◆ **THE PROBLEM**: Reproduce the lines below without any change, from the line that contains "Task: each instance of the blue" through the line that contains "[[52, 24], [129, 75]]", including both of those lines.

[Pointing entries for labeled objects]
□ □ □ □ □ □ □

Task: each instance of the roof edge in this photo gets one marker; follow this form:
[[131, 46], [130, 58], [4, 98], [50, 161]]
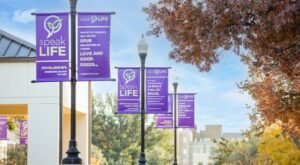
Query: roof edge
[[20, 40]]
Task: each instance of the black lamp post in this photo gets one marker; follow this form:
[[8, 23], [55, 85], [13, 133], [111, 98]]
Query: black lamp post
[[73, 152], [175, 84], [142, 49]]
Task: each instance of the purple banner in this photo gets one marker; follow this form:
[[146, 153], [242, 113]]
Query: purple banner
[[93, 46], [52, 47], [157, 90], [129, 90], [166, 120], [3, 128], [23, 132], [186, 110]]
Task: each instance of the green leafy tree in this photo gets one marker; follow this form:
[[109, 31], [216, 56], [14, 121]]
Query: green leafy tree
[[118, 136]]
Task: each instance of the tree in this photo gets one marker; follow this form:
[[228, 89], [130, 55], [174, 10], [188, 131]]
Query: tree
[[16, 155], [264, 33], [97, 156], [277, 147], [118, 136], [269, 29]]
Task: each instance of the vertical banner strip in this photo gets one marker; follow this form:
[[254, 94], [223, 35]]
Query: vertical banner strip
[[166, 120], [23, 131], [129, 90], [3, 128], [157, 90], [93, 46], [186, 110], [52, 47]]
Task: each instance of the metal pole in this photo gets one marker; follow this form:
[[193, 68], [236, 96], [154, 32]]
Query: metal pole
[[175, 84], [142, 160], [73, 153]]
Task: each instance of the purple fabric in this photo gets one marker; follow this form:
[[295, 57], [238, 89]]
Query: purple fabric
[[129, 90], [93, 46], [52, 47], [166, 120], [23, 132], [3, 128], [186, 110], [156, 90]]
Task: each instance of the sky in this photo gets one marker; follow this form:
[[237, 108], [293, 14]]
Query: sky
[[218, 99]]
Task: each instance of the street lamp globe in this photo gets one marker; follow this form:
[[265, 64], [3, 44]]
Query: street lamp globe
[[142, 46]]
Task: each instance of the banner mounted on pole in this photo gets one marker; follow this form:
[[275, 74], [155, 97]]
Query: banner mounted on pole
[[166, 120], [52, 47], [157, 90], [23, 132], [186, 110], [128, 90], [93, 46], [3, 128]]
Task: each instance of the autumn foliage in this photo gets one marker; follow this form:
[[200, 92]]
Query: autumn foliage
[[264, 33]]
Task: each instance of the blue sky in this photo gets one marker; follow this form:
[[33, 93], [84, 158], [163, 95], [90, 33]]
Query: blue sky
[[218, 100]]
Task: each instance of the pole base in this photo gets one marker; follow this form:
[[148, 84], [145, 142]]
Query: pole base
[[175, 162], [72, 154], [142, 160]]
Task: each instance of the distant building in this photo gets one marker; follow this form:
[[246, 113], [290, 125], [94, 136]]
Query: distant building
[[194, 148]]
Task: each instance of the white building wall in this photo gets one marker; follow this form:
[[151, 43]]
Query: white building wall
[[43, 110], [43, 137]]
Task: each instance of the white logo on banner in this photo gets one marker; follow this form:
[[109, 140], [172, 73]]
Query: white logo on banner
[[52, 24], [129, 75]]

□ □ □ □ □ □ □

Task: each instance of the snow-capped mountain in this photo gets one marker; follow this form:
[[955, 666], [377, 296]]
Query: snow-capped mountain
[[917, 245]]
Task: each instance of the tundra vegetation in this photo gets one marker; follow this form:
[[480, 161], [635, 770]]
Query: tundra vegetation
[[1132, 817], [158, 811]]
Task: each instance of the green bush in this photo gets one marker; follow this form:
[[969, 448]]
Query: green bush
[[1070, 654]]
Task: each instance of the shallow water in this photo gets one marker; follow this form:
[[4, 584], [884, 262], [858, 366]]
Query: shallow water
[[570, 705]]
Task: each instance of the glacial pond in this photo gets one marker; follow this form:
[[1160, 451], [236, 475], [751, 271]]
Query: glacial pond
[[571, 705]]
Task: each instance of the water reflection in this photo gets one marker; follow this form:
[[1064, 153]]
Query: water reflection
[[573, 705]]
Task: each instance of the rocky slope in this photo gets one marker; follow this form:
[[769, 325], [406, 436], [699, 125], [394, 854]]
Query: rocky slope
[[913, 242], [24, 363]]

□ □ □ □ □ □ □

◆ **SOLUTION TO THIS TASK**:
Task: each instance of the blue sky in this photo gets one marker; follow this form:
[[33, 93], [84, 158], [163, 95], [90, 33]]
Query: blue sky
[[218, 100]]
Task: each instance of the pole base in this photo gets one marker; follow this form:
[[148, 84], [145, 142]]
Query: pole base
[[175, 162], [72, 154], [142, 160]]
Task: each instance of the distant building in this photo gets one marker; follow this form:
[[246, 113], [290, 125], [94, 136]]
Query: distant building
[[194, 148]]
Task: each instance of the white building wall in this photo gets one marker; follow this form:
[[151, 43]]
Query: white building wall
[[43, 110], [43, 137]]
Task: each instance of the white logo on banner in this photo gets one marker; follow this form:
[[109, 140], [172, 73]]
Query: white logo on banner
[[52, 24], [129, 75]]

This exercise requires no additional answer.